Rewrite the lines from the one containing "the grass field?" through the one containing "102 50 L 109", both ends included, as a Markdown table with the columns Row and Line, numbering each line and omitting any blank lines.

-=-=-

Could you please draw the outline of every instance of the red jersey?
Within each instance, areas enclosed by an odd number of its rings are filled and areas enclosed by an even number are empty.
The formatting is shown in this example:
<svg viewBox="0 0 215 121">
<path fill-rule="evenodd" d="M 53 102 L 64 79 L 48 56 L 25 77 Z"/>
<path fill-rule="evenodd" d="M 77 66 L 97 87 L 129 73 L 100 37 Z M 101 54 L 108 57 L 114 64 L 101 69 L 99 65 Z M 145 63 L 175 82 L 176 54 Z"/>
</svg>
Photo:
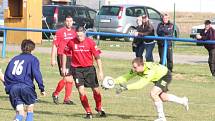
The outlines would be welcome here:
<svg viewBox="0 0 215 121">
<path fill-rule="evenodd" d="M 61 29 L 59 29 L 56 34 L 55 34 L 55 38 L 53 41 L 53 44 L 56 45 L 57 47 L 57 54 L 63 54 L 64 49 L 67 46 L 67 43 L 70 40 L 73 40 L 77 37 L 76 31 L 71 29 L 71 30 L 67 30 L 66 27 L 63 27 Z M 70 55 L 69 53 L 67 53 L 67 55 Z"/>
<path fill-rule="evenodd" d="M 73 67 L 93 66 L 93 57 L 97 57 L 101 53 L 96 43 L 90 38 L 85 38 L 82 42 L 76 38 L 74 41 L 70 41 L 67 46 L 72 55 L 71 65 Z"/>
</svg>

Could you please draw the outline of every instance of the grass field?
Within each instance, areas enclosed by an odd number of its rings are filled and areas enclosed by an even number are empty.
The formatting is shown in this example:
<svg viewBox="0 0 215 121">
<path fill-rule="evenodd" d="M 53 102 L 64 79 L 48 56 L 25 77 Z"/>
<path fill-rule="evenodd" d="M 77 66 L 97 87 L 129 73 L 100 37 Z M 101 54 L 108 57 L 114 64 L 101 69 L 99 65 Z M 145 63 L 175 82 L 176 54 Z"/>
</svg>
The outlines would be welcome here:
<svg viewBox="0 0 215 121">
<path fill-rule="evenodd" d="M 102 50 L 109 51 L 123 51 L 123 52 L 131 52 L 131 42 L 122 42 L 122 41 L 104 41 L 99 40 L 96 41 L 98 43 L 99 48 Z M 51 47 L 52 42 L 43 42 L 42 47 Z M 156 44 L 157 46 L 157 44 Z M 158 47 L 155 47 L 153 52 L 158 53 Z M 178 54 L 192 54 L 192 55 L 208 55 L 207 50 L 203 46 L 196 46 L 196 43 L 190 42 L 174 42 L 173 46 L 174 53 Z"/>
<path fill-rule="evenodd" d="M 8 58 L 0 60 L 0 67 L 5 70 L 6 63 L 15 53 L 7 53 Z M 35 106 L 35 121 L 85 121 L 84 109 L 79 101 L 77 90 L 73 89 L 72 98 L 77 103 L 75 106 L 55 105 L 52 102 L 51 93 L 60 79 L 57 67 L 49 66 L 49 55 L 36 53 L 41 63 L 41 70 L 46 85 L 46 97 L 39 96 L 39 103 Z M 128 71 L 130 61 L 110 60 L 103 58 L 106 75 L 117 77 Z M 174 66 L 173 81 L 170 85 L 170 93 L 178 96 L 188 96 L 190 110 L 186 112 L 180 105 L 165 103 L 165 113 L 168 121 L 214 121 L 215 119 L 215 79 L 210 76 L 207 64 Z M 153 121 L 156 112 L 149 97 L 149 91 L 153 85 L 135 91 L 127 91 L 120 96 L 115 95 L 115 90 L 102 90 L 103 107 L 107 112 L 107 118 L 98 118 L 94 115 L 93 121 Z M 37 88 L 38 91 L 38 88 Z M 91 108 L 95 103 L 92 93 L 88 91 Z M 38 93 L 39 94 L 39 93 Z M 63 101 L 63 93 L 60 101 Z M 0 121 L 9 121 L 14 116 L 8 96 L 3 85 L 0 86 Z M 96 114 L 96 112 L 93 112 Z"/>
</svg>

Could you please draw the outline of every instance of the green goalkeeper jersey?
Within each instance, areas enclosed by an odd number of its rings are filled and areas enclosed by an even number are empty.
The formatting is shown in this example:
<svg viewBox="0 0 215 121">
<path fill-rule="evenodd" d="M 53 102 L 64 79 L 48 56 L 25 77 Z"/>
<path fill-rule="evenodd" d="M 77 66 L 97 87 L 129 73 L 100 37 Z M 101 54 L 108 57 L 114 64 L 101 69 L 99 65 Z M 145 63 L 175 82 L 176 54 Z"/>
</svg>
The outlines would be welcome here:
<svg viewBox="0 0 215 121">
<path fill-rule="evenodd" d="M 128 84 L 127 89 L 141 89 L 150 82 L 156 82 L 160 80 L 168 72 L 167 67 L 154 62 L 144 62 L 143 68 L 143 72 L 141 73 L 136 73 L 131 70 L 129 73 L 119 76 L 118 78 L 114 79 L 115 84 L 122 84 L 134 78 L 135 76 L 140 76 L 140 80 Z"/>
</svg>

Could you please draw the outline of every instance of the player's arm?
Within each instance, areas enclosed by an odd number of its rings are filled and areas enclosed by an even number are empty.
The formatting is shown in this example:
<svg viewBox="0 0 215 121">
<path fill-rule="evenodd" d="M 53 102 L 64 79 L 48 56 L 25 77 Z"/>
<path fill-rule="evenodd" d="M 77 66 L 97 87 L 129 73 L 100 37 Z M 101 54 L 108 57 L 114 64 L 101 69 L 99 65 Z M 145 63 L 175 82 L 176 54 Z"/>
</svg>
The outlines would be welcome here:
<svg viewBox="0 0 215 121">
<path fill-rule="evenodd" d="M 98 69 L 99 69 L 99 79 L 100 79 L 100 80 L 103 80 L 103 78 L 104 78 L 104 73 L 103 73 L 102 61 L 101 61 L 100 56 L 96 56 L 96 57 L 95 57 L 95 60 L 96 60 L 96 63 L 97 63 Z"/>
<path fill-rule="evenodd" d="M 67 75 L 66 72 L 66 54 L 63 54 L 63 58 L 62 58 L 62 74 L 63 75 Z"/>
<path fill-rule="evenodd" d="M 115 84 L 122 84 L 127 82 L 128 80 L 130 80 L 131 78 L 135 77 L 137 74 L 134 73 L 132 70 L 129 71 L 128 73 L 117 77 L 116 79 L 114 79 Z"/>
<path fill-rule="evenodd" d="M 146 74 L 142 74 L 139 76 L 141 76 L 140 80 L 127 85 L 128 90 L 141 89 L 141 88 L 145 87 L 155 77 L 155 71 L 152 69 L 152 70 L 149 70 Z"/>
<path fill-rule="evenodd" d="M 38 87 L 40 89 L 41 92 L 45 92 L 45 86 L 43 85 L 43 79 L 42 79 L 42 74 L 40 72 L 40 63 L 39 60 L 37 58 L 34 59 L 34 62 L 32 63 L 32 71 L 33 71 L 33 75 L 34 78 L 38 84 Z"/>
<path fill-rule="evenodd" d="M 56 65 L 56 54 L 57 54 L 57 47 L 55 44 L 53 44 L 52 52 L 51 52 L 51 66 Z"/>
<path fill-rule="evenodd" d="M 59 45 L 59 43 L 60 43 L 60 32 L 57 31 L 52 43 L 51 66 L 54 66 L 57 64 L 56 55 L 57 55 L 57 46 Z"/>
<path fill-rule="evenodd" d="M 134 83 L 127 85 L 127 89 L 128 90 L 141 89 L 141 88 L 145 87 L 146 85 L 148 85 L 150 82 L 162 78 L 164 75 L 166 75 L 167 71 L 168 70 L 166 67 L 164 67 L 162 65 L 156 65 L 155 68 L 148 70 L 147 72 L 145 72 L 145 74 L 139 75 L 139 76 L 141 76 L 141 79 Z M 157 72 L 159 72 L 159 73 L 157 73 Z"/>
</svg>

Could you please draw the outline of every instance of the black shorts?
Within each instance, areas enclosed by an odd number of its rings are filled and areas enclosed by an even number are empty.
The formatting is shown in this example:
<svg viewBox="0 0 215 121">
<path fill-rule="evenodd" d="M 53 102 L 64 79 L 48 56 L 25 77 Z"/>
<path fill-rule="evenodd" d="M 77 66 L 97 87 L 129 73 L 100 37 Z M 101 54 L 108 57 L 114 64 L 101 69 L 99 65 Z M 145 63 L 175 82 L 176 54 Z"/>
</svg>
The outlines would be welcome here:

-=-=-

Finished answer:
| Row | Line |
|---|---|
| 1 | Could you please draw the outline of every instance of the grass field? |
| 2 | Within each instance, areas enclosed by an odd number of its rings are filled and areas enclosed by an even number are empty. |
| 3 | The formatting is shown in this example: |
| 4 | <svg viewBox="0 0 215 121"> |
| 5 | <path fill-rule="evenodd" d="M 53 102 L 64 79 L 48 56 L 25 77 Z"/> |
| 6 | <path fill-rule="evenodd" d="M 77 66 L 97 87 L 129 73 L 100 37 Z M 101 54 L 108 57 L 114 64 L 101 69 L 99 65 Z M 145 63 L 175 82 L 176 54 Z"/> |
| 7 | </svg> |
| 8 | The outlines would be welcome here: |
| 9 | <svg viewBox="0 0 215 121"> |
| 10 | <path fill-rule="evenodd" d="M 102 50 L 109 51 L 123 51 L 123 52 L 131 52 L 131 42 L 122 42 L 122 41 L 104 41 L 99 40 L 96 41 L 98 43 L 99 48 Z M 51 47 L 52 42 L 43 42 L 42 47 Z M 156 44 L 157 46 L 157 44 Z M 158 47 L 155 47 L 153 52 L 158 53 Z M 178 54 L 192 54 L 192 55 L 208 55 L 207 50 L 203 46 L 196 46 L 196 43 L 190 42 L 174 42 L 173 46 L 174 53 Z"/> |